• Tâche courte a:
Listez toutes les lignes des entrées ci-dessous qui contiennent la chaîne « sign », en les recopiant telles quelles ; la casse compte.

Après avoir déclaré que la doctrine des œuvres surérogatoires est condamnée par Luc., xvi, 10 : « quand nous avons fait tout ce qui nous est commandé, nous sommes serviteurs inutiles », Calvin termine en ironisant : « Je ne dy point quelles sont les supererogations, dont ils se veulent priser devant Dieu ; toutefois ce ne sont que fatras, lesquels il (Dieu) n’a point commandez et ne les approuve point ; et quand ce viendra à rendre conte, ne les alloera nullement. En ce sens nous concedrons bien que ce sont œuvres de supererogations… » N. 15, ibid., col. 287, 288.

2. Applications particulières.

Étant données, d’une part, la thèse fondamentale de la justification par la foi seule et, d’autre part, la tendance des réformateurs de considérer comme injurieuses pour le Christ ce qu’ils appellent volontiers, dans les pratiques catholiques, des « inventions humaines », on conçoit facilement que le champ des œuvres surérogatoires soit, chez les protestants, beaucoup plus étendu que chez les catholiques.

• Tâche courte b:
Pouvez-vous renvoyer mot pour mot le passage du texte sur les œuvres surérogatoires, ci-dessus, qui commence par « Après avoir déclaré » et se poursuit jusqu'à « 2. Applications particulières. » ?

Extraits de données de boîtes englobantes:

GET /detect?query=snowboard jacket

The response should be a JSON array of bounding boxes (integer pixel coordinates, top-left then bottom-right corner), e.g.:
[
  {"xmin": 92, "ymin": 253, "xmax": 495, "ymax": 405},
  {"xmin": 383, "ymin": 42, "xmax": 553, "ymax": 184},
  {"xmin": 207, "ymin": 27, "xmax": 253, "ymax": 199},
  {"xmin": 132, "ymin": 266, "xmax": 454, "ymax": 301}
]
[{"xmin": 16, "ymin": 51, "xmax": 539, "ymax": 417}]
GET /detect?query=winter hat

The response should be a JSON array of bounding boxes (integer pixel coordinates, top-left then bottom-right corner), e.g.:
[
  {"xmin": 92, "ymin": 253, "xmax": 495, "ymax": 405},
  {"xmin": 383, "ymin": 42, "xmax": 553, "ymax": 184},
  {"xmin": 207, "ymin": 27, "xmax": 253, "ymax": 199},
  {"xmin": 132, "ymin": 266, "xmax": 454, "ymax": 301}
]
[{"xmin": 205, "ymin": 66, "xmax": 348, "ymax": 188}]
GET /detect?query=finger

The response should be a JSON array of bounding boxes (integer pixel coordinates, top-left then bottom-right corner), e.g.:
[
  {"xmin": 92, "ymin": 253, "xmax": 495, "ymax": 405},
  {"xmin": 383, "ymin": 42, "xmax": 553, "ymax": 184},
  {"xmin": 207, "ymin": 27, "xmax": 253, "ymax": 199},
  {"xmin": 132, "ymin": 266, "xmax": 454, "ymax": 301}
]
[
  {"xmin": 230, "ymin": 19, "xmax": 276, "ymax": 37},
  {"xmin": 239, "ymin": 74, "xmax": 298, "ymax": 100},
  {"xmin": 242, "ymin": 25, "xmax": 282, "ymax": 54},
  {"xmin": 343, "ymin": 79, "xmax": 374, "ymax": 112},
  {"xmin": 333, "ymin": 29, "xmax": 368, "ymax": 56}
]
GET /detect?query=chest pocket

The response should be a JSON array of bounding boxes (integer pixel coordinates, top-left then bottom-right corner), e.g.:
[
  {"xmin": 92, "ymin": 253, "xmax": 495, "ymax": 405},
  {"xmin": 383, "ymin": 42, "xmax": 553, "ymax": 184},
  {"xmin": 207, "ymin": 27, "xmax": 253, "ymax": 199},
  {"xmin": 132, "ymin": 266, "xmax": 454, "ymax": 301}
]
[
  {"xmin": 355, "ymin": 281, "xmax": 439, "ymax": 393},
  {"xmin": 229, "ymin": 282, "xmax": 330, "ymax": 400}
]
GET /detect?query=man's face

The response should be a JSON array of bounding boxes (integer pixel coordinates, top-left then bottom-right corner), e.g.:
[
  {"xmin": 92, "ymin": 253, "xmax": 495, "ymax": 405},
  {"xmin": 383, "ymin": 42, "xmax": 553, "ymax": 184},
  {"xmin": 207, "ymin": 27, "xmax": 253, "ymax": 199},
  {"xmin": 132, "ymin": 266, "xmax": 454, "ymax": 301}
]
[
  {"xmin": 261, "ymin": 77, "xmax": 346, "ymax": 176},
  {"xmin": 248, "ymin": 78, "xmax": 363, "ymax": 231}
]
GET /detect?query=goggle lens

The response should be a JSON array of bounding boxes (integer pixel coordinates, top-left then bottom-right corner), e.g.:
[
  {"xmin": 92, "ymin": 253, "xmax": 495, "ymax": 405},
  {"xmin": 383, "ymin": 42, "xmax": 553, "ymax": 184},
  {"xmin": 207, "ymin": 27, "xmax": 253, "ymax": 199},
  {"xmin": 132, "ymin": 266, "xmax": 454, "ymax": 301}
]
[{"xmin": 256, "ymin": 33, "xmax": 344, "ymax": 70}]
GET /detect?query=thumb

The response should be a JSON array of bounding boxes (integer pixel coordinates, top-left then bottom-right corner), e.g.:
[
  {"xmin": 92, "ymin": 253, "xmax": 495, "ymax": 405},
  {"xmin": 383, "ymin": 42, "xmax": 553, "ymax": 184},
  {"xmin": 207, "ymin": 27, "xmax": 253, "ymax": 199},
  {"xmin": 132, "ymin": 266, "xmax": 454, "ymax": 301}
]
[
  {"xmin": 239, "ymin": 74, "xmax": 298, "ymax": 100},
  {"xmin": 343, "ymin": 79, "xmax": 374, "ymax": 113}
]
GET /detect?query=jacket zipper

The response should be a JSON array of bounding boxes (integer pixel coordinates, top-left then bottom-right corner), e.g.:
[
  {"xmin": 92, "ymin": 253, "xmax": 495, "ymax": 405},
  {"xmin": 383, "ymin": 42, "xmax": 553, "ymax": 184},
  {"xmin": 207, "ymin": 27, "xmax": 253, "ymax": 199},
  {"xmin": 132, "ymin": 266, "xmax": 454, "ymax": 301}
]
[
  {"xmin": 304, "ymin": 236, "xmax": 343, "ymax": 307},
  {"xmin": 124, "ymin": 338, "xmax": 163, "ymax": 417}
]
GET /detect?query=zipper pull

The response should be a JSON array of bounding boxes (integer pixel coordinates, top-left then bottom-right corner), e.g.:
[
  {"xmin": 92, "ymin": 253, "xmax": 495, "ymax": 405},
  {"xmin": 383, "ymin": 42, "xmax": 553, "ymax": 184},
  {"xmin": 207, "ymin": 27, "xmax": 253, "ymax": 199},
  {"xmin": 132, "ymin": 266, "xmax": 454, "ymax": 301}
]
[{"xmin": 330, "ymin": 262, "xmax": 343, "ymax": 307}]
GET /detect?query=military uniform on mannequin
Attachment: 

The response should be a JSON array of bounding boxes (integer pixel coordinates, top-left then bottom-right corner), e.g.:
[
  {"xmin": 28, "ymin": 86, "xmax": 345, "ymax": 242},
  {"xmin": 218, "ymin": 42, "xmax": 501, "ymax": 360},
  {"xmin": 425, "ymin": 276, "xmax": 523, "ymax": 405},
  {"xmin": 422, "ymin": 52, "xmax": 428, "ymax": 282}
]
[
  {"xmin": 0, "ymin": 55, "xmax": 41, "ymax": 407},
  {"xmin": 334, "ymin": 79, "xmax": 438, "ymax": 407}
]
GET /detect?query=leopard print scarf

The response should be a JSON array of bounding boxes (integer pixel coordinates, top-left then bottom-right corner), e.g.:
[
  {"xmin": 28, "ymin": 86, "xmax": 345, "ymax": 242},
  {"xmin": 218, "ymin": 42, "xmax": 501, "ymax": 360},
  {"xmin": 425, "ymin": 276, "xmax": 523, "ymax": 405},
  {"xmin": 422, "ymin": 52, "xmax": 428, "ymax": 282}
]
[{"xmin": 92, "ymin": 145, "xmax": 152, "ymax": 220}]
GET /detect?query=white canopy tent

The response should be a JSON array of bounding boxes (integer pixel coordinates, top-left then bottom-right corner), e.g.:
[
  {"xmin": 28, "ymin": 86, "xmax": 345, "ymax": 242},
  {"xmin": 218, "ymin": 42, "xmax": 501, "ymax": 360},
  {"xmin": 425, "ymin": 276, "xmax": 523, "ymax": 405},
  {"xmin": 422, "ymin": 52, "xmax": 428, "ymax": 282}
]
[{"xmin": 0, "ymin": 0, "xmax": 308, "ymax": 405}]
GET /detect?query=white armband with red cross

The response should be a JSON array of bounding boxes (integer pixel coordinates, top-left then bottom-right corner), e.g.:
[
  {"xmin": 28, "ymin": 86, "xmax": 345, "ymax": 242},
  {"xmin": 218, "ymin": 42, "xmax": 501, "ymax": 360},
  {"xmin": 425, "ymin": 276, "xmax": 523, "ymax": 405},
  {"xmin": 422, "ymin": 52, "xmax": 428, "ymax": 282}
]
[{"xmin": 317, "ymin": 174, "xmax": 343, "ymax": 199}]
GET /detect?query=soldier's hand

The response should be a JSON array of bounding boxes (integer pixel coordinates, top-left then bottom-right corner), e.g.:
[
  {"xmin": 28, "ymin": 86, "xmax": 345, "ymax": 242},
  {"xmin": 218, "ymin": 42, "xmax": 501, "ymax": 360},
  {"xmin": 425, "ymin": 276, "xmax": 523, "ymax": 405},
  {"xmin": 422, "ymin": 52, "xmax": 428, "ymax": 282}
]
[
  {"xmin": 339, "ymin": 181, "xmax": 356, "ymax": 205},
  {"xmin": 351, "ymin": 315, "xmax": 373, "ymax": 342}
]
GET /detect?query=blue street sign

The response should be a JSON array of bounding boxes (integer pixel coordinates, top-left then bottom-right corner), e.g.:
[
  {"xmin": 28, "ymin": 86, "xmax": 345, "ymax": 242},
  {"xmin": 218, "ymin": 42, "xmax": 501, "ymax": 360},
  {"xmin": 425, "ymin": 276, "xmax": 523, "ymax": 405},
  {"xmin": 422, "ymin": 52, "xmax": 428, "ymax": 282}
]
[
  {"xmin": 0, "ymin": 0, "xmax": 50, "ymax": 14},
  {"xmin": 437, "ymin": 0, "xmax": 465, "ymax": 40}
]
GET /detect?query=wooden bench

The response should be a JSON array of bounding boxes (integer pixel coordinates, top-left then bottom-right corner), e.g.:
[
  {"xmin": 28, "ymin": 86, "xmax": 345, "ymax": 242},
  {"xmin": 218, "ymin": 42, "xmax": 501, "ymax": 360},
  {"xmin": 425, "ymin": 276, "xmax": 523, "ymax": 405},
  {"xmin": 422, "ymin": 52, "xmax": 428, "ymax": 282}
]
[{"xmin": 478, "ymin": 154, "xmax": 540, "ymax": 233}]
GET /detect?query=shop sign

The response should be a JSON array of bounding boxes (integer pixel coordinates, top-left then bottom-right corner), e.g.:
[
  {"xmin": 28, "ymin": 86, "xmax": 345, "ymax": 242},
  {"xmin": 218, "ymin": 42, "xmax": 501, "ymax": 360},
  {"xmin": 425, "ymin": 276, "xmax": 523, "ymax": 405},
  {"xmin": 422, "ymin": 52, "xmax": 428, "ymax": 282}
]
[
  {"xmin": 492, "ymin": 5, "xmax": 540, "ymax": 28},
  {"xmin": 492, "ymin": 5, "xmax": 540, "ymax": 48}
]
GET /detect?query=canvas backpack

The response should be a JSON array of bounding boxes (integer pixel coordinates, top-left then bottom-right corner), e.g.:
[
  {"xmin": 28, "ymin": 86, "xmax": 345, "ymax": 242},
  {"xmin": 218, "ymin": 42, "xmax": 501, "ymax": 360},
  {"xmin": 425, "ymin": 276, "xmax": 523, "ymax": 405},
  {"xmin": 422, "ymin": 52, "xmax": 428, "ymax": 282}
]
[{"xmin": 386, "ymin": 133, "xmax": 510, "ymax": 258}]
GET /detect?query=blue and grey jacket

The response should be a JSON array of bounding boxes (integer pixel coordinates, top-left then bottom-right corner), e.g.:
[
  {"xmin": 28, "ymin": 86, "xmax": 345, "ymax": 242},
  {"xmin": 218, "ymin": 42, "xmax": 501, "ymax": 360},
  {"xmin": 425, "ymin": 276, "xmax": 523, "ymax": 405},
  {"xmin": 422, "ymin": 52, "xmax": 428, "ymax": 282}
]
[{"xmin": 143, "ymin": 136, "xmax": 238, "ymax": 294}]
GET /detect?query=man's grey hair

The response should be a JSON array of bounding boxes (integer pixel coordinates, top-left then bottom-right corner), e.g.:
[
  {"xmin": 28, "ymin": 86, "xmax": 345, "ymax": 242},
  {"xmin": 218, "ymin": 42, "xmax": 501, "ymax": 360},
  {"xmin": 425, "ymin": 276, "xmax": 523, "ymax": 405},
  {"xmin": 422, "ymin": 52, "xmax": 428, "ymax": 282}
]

• Réponse à la tâche a:
GET /detect?query=blue street sign
GET /detect?query=shop sign

• Réponse à la tâche b:
Après avoir déclaré que la doctrine des œuvres surérogatoires est condamnée par Luc., xvi, 10 : « quand nous avons fait tout ce qui nous est commandé, nous sommes serviteurs inutiles », Calvin termine en ironisant : « Je ne dy point quelles sont les supererogations, dont ils se veulent priser devant Dieu ; toutefois ce ne sont que fatras, lesquels il (Dieu) n’a point commandez et ne les approuve point ; et quand ce viendra à rendre conte, ne les alloera nullement. En ce sens nous concedrons bien que ce sont œuvres de supererogations… » N. 15, ibid., col. 287, 288.

2. Applications particulières.